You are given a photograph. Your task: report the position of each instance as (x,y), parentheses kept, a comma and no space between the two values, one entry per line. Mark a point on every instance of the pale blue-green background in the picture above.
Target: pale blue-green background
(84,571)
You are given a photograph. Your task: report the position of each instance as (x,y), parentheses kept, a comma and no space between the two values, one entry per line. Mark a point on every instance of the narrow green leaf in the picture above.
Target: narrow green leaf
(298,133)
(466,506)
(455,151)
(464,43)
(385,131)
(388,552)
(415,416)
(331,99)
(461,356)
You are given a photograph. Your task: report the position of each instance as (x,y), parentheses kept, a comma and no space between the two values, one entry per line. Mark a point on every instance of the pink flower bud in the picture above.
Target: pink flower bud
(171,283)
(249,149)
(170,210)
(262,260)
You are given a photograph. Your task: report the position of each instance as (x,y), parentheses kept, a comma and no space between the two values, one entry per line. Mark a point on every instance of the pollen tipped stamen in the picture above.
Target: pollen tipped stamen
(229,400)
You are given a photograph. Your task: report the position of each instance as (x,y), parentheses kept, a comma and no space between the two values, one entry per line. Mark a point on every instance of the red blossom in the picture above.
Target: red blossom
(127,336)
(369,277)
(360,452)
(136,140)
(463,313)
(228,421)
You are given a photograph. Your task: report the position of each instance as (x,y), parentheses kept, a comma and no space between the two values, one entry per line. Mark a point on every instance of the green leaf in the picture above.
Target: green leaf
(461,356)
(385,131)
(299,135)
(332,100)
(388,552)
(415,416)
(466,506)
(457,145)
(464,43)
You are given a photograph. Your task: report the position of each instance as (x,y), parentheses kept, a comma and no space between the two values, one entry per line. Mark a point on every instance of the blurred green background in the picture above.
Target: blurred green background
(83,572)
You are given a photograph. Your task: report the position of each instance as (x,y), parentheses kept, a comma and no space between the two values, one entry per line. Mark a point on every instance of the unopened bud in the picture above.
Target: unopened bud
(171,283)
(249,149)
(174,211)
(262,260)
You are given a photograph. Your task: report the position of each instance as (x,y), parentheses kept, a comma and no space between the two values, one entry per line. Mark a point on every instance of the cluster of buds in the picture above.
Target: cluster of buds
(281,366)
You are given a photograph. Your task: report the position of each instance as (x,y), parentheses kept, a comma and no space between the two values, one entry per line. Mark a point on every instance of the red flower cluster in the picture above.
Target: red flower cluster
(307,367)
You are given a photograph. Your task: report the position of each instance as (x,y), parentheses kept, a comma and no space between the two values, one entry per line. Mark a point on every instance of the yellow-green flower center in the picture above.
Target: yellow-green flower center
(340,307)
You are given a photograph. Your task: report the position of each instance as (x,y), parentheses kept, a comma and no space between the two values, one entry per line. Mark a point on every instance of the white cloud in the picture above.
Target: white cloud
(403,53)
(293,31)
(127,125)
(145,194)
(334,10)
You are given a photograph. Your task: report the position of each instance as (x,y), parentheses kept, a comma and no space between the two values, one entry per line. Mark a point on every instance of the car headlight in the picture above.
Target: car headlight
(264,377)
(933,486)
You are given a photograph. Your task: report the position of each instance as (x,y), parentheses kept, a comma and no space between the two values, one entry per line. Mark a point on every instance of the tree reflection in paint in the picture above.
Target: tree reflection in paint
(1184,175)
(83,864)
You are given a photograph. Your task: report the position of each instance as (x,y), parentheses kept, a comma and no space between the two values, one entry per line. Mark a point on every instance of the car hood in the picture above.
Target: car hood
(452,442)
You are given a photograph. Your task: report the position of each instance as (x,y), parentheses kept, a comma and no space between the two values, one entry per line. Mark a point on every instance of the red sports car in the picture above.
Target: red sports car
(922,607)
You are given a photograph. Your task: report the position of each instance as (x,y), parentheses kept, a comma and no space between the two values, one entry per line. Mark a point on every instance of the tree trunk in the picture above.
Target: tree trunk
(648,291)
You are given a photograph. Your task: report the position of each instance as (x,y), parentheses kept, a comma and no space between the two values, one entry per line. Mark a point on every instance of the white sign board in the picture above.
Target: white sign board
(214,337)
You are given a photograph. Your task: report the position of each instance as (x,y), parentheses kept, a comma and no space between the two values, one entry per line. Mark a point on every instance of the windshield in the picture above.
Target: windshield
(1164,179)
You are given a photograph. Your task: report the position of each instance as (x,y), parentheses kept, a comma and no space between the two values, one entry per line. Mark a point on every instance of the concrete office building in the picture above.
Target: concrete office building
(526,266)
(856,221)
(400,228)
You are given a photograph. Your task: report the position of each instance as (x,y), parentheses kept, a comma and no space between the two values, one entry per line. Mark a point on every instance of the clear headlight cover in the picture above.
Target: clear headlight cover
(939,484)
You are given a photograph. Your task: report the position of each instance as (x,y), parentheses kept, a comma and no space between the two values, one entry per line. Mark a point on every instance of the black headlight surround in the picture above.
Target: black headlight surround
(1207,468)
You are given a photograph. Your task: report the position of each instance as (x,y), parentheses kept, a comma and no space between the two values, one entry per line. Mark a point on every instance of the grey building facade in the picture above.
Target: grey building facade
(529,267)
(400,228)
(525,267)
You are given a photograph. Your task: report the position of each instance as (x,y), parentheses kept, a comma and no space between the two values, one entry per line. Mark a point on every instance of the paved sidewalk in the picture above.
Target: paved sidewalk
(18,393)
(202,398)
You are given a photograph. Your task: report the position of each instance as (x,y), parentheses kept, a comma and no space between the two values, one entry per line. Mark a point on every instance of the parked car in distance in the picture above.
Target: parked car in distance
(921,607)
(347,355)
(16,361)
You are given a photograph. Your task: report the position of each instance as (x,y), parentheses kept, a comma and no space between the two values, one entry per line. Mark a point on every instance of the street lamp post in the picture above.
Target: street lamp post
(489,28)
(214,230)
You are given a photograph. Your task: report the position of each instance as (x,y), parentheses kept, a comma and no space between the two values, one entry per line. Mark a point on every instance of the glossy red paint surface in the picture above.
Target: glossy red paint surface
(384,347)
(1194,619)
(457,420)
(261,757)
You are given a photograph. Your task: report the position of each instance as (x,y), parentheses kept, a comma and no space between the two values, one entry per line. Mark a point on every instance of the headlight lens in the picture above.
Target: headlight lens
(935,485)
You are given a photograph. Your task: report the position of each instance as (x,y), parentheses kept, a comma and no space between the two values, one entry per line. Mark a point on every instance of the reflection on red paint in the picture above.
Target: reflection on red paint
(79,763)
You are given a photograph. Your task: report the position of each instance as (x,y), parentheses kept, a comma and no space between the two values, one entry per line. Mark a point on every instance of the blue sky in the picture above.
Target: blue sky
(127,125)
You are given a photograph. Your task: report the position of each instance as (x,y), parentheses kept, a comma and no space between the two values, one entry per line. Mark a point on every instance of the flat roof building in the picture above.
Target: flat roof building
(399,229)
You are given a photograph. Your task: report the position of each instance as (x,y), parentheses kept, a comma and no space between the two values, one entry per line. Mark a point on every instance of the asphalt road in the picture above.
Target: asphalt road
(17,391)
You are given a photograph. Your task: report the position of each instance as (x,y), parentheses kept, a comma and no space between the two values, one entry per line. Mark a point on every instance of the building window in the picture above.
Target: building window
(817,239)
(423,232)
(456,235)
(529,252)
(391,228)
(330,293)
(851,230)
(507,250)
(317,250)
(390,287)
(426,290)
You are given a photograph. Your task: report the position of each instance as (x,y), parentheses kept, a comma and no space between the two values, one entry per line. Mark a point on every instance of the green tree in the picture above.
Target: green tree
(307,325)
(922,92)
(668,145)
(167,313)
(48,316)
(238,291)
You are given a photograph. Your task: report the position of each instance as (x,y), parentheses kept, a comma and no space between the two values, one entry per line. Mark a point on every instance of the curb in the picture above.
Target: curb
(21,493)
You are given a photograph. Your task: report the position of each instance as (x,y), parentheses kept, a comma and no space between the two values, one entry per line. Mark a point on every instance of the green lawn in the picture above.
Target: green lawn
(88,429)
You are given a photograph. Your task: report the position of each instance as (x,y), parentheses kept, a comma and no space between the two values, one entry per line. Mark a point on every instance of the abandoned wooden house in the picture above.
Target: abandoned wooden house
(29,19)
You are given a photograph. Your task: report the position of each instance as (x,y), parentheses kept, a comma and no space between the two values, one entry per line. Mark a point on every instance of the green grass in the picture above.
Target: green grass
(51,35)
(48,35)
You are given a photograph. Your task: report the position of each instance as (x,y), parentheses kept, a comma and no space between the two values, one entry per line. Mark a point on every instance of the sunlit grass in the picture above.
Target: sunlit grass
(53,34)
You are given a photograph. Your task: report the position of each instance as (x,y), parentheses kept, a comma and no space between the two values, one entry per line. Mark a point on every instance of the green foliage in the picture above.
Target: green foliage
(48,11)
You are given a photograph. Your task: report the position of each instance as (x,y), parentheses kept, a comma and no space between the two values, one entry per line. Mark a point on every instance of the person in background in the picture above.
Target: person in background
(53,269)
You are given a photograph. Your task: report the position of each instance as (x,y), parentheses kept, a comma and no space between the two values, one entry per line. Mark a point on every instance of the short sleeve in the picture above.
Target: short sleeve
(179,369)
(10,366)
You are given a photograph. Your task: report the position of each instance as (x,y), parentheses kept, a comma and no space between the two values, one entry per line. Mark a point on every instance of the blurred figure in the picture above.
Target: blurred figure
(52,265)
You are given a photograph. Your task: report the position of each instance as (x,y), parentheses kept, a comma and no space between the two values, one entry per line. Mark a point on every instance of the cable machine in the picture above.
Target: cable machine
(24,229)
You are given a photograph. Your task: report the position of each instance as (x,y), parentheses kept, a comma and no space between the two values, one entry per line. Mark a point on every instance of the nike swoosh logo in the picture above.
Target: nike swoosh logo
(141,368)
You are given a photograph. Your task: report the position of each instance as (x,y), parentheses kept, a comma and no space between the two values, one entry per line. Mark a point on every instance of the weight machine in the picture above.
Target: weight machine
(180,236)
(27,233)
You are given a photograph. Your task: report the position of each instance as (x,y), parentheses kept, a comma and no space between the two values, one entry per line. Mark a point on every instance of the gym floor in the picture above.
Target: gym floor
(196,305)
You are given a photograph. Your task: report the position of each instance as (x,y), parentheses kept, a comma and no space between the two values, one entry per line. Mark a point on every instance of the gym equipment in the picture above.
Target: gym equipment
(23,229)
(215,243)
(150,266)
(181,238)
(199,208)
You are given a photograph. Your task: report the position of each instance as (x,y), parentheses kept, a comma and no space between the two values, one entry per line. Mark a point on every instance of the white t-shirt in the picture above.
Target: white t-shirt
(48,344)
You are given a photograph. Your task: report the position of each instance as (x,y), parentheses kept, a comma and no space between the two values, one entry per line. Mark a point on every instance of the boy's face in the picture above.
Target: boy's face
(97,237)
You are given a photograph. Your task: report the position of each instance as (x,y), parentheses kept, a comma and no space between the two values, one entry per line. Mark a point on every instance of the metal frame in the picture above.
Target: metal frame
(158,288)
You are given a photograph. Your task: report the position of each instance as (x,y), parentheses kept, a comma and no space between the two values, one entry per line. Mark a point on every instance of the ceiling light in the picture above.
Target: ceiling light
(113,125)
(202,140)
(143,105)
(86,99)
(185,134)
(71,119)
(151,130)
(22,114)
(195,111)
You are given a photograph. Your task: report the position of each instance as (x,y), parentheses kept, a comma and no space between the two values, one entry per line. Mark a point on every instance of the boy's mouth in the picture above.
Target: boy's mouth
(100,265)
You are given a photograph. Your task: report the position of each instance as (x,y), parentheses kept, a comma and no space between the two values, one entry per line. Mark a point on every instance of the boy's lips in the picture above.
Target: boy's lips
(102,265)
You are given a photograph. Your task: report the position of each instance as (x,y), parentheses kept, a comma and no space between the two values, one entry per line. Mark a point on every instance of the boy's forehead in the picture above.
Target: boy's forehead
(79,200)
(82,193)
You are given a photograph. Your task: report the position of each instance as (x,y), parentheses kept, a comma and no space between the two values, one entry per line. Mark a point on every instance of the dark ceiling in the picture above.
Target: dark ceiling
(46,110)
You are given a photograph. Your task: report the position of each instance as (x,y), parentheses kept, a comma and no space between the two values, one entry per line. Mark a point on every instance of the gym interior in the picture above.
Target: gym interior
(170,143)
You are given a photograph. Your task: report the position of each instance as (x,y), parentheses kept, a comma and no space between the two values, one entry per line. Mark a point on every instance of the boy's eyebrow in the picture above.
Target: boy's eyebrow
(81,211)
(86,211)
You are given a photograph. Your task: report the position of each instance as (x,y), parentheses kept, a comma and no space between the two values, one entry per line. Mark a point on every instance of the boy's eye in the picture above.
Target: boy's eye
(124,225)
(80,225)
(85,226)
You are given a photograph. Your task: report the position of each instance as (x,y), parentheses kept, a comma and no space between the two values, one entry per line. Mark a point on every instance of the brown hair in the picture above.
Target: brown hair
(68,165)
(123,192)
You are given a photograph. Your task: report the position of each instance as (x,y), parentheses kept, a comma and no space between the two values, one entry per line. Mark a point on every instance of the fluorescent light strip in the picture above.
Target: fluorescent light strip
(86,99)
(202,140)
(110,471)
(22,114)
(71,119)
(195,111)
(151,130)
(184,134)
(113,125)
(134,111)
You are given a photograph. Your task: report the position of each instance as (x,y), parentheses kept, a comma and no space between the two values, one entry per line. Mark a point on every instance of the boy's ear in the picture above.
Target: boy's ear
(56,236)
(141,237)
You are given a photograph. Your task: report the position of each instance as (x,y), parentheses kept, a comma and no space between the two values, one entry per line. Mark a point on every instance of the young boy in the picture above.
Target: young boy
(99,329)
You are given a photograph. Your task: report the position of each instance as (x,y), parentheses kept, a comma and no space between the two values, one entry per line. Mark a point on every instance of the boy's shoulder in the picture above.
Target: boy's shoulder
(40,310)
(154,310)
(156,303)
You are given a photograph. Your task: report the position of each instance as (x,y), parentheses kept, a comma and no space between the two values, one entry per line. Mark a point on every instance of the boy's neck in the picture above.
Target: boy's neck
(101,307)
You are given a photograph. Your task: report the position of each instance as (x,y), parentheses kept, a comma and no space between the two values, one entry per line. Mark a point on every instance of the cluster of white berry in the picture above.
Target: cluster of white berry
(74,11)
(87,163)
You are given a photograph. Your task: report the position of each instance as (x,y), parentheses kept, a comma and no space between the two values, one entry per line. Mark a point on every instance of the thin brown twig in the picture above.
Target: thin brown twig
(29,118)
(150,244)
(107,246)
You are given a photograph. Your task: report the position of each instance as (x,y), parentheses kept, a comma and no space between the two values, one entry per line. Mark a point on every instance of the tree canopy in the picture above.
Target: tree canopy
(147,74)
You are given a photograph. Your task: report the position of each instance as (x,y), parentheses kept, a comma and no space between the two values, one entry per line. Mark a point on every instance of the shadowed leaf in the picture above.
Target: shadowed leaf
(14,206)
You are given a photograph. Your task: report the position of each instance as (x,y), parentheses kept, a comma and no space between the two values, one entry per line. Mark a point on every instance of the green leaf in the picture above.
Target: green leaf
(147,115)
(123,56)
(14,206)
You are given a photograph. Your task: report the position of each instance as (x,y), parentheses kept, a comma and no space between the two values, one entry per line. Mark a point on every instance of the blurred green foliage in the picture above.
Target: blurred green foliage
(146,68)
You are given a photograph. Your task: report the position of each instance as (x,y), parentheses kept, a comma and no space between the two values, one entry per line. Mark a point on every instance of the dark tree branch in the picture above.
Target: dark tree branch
***
=== Work required ===
Please write out, exactly as they appear, the lines from the one containing "blurred green foliage in the picture above." through the last line of the records above, and nothing more.

=== Result of this exercise ===
You are given a photograph. Your task: report the position of each instance as (x,y), parentheses kept, a comma and no space between the two values, one entry per line. Mark a point on every instance of the blurred green foliage in the picture above.
Target: blurred green foliage
(146,68)
You are given a photograph. Your task: report the position of each instance as (x,y), parentheses kept, a comma and no space between the two values, one entry per line. Mark a point on every instance of the dark tree branch in the picture above.
Target: dark tree branch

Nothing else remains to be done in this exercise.